◆ WHAT IS EXPECTED
Could you copy, exactly as written, every line from the first line of the records through the one containing "x=819, y=13"?

◆ SOURCE DATA
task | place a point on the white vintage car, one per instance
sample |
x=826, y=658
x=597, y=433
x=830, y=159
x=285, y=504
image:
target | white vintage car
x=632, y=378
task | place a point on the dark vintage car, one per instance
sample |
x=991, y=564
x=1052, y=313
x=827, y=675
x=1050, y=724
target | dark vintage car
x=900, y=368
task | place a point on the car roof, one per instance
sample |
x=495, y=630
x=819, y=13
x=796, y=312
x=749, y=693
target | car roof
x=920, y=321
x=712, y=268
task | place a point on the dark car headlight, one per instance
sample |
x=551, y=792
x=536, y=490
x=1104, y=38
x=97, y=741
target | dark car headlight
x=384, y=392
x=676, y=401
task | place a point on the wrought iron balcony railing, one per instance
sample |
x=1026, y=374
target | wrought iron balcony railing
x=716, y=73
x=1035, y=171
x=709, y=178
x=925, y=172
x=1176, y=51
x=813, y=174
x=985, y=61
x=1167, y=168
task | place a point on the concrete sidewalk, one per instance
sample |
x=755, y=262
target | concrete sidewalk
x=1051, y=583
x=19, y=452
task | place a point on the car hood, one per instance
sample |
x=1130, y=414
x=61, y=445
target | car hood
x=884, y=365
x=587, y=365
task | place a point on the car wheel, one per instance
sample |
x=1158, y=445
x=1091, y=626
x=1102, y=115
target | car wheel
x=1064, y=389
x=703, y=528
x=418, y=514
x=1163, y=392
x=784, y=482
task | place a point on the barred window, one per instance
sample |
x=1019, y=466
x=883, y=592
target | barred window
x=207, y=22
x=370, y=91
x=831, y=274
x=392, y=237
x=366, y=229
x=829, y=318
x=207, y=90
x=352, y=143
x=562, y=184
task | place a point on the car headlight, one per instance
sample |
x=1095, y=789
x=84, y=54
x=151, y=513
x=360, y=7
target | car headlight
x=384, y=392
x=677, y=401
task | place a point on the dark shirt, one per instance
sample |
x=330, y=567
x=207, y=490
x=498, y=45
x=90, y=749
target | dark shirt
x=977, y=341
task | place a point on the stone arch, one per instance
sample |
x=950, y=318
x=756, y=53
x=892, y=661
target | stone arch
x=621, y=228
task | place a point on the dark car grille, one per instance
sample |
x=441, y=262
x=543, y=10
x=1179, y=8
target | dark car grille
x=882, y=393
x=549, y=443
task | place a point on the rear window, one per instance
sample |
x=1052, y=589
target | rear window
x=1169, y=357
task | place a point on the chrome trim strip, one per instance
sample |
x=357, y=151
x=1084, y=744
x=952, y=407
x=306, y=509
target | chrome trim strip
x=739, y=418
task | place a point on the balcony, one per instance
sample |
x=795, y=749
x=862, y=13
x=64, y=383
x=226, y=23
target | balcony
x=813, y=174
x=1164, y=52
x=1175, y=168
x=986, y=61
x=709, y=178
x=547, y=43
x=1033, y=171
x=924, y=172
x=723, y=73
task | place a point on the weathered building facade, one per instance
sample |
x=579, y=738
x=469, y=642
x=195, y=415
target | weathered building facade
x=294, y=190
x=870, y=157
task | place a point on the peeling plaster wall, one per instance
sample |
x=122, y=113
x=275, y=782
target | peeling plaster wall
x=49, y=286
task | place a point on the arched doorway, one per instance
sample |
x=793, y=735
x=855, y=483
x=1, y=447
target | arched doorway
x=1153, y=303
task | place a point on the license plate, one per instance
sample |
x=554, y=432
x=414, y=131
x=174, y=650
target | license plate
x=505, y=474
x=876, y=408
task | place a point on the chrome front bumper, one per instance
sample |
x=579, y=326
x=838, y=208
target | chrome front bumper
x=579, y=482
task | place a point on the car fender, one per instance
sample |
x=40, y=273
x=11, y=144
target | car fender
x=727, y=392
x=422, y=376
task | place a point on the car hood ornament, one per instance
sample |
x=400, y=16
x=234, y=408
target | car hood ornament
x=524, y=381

◆ SOLUTION
task | place a point on the white vintage car, one per instance
sample |
x=826, y=658
x=597, y=433
x=830, y=159
x=285, y=504
image:
target | white vintage car
x=632, y=378
task | place a point on the dark vintage car, one per instance
sample |
x=991, y=564
x=1052, y=313
x=827, y=675
x=1050, y=724
target | dark vintage car
x=900, y=368
task | place a point on the car roof, one per instance
sample |
x=495, y=630
x=819, y=13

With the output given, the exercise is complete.